§ **Task details**: Scale everything from the line containing "Target: woman in light sari" down to the end of the listing: multiply each coordinate by 1.85, round it to a whole number with halves going up, and keep every other line as it is. Leave the pictures out of your answer.

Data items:
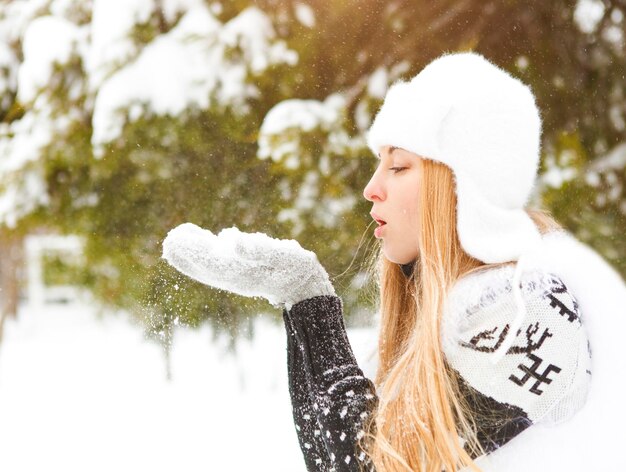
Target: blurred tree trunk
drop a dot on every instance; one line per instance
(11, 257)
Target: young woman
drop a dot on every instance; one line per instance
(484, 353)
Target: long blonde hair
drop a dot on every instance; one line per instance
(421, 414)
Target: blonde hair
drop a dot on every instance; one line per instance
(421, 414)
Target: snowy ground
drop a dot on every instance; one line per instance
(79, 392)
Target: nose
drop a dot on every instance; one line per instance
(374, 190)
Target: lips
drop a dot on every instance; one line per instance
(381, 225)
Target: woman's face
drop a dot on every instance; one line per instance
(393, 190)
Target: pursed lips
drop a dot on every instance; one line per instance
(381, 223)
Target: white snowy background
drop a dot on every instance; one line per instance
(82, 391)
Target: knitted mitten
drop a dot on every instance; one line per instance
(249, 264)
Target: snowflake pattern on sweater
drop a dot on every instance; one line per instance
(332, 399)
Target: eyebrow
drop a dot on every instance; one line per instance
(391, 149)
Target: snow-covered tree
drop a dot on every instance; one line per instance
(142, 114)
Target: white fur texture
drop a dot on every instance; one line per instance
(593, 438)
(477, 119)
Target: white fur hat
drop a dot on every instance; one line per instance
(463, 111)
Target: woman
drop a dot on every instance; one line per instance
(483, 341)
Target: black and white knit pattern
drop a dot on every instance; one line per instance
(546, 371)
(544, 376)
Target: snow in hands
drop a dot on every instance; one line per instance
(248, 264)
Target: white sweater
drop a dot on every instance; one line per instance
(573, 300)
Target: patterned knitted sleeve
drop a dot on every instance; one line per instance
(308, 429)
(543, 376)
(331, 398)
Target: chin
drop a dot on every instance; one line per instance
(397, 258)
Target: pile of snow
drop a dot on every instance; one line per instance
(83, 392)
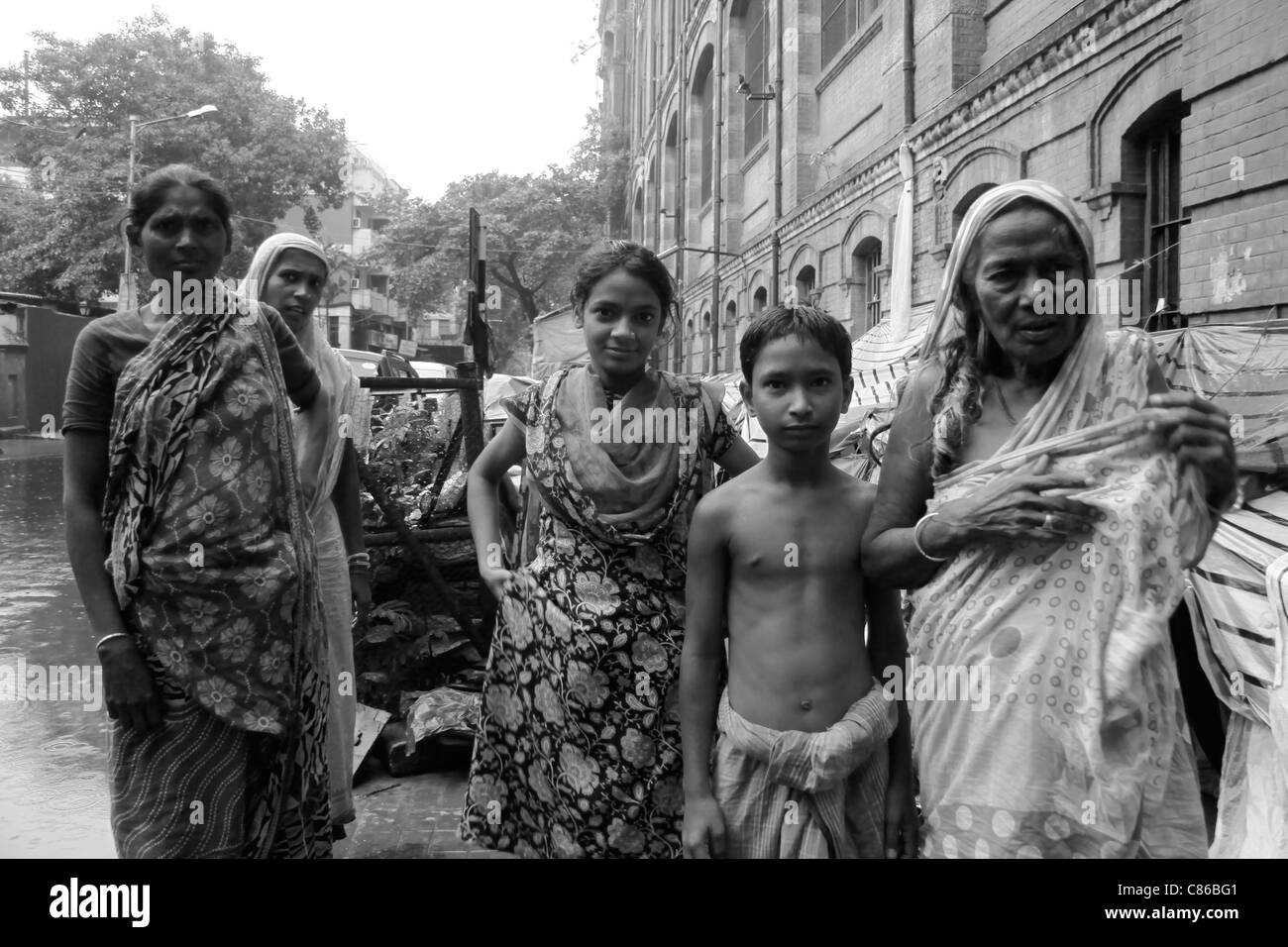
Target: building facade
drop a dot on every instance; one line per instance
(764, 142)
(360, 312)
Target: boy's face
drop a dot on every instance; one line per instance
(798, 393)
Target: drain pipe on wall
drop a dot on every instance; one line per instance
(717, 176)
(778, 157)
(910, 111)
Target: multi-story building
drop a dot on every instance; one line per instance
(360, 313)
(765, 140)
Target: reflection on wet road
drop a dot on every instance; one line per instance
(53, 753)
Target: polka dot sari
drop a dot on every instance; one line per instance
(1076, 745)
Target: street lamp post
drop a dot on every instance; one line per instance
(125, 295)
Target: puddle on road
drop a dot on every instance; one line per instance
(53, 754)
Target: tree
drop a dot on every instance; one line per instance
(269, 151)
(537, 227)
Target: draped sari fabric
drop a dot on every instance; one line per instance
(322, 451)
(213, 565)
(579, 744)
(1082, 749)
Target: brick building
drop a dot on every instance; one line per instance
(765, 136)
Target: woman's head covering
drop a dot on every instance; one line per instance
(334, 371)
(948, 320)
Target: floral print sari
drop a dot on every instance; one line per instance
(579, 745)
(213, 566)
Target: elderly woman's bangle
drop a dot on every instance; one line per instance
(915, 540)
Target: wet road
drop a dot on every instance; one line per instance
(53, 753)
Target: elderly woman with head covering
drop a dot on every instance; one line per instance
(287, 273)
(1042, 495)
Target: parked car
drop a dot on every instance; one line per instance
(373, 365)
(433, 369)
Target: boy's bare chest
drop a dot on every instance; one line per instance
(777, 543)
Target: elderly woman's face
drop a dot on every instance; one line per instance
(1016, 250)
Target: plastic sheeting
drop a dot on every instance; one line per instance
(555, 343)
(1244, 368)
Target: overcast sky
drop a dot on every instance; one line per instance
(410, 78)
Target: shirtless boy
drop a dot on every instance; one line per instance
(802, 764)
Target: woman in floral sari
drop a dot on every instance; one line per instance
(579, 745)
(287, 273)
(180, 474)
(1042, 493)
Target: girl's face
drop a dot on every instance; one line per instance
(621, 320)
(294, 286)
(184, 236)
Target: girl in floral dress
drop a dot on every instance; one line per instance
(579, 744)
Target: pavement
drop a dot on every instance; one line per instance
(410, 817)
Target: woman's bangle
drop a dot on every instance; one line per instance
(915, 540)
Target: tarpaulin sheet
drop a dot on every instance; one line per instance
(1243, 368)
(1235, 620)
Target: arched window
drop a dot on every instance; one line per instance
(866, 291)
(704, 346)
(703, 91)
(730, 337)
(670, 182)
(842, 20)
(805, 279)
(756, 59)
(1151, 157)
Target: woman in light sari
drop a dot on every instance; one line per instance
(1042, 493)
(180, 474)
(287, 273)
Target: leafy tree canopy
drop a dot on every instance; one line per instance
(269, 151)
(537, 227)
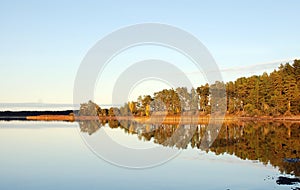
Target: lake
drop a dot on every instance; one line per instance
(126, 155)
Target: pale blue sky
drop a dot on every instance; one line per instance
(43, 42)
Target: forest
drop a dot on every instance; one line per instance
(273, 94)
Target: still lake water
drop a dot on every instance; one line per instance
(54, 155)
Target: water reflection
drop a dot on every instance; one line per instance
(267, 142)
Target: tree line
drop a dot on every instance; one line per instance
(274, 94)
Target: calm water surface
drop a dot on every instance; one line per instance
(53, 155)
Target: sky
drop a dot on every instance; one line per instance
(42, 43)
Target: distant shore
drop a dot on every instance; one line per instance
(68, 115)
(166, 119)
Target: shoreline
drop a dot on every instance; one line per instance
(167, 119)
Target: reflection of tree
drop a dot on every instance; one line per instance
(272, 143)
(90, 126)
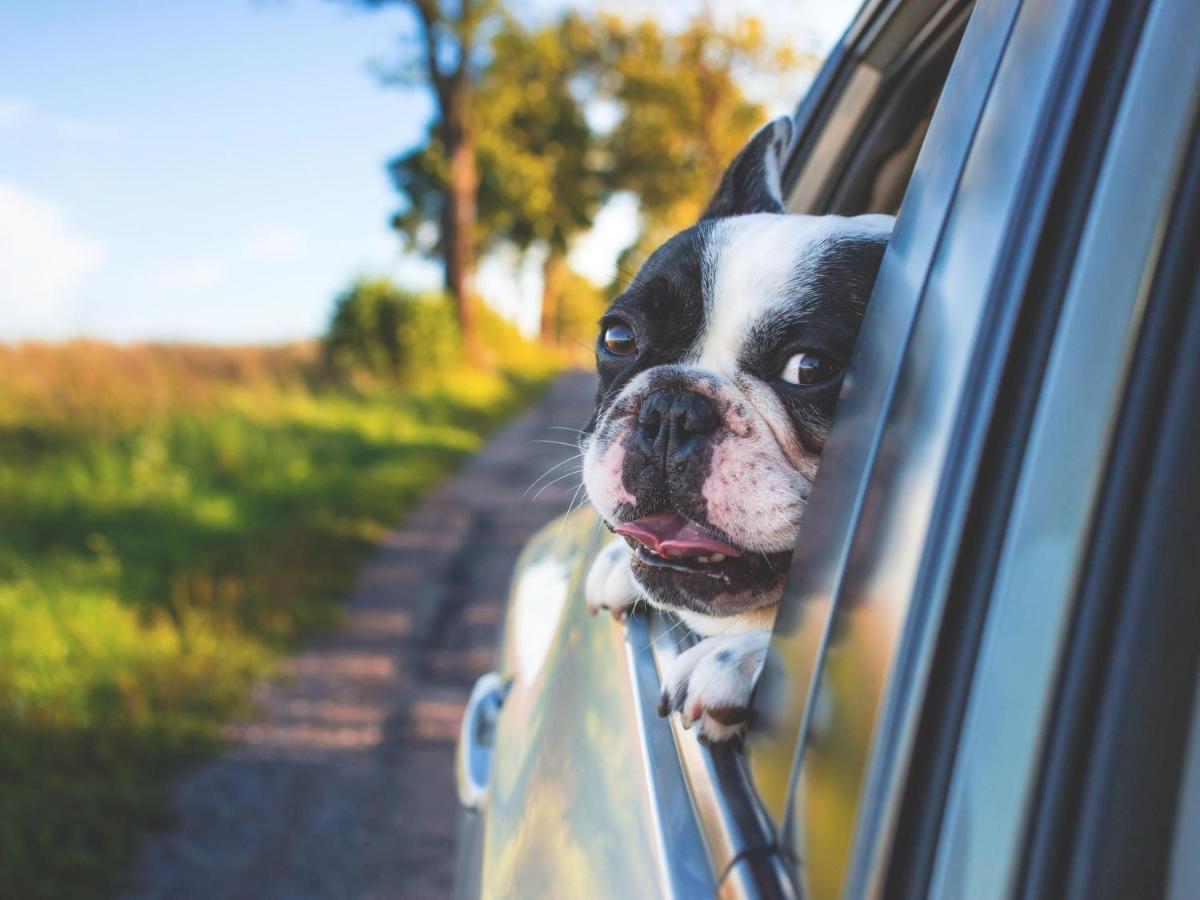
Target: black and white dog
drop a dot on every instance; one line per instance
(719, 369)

§ **Output of the task**:
Target: woman in light sari
drop a dot on every instance; one line per instance
(1928, 912)
(333, 877)
(531, 505)
Target: leafy tree canopy
drop a dot on every instance; one line per instance
(498, 279)
(993, 420)
Target: lake
drop a dot on every instance; one line per instance
(233, 287)
Target: pale blue sky
drop a dot on every instance; one line per instance
(80, 78)
Target: forest
drop a dot on every instance; one line per instance
(505, 174)
Target: still lake water
drop a dot on every instance; one line per instance
(100, 287)
Target: water reflection
drop a dot on every instance; one line per instance
(494, 263)
Target: tree line
drop a dot on every instance; one line per instance
(507, 174)
Target: calm water surface
drop a dot on every instance; one line per instance
(98, 287)
Target: sky
drop a dot on every instance; one line per instance
(78, 80)
Target: distant shore
drop a dot on every instance; one line per instance
(126, 213)
(307, 220)
Target: shoreline
drop a dot on every instance; one line per instance
(309, 220)
Target: reflection of tree
drop a dot on every instance; one line per instance
(503, 265)
(167, 233)
Target: black and white dog
drop a dot on every instance; one line per instance
(1330, 683)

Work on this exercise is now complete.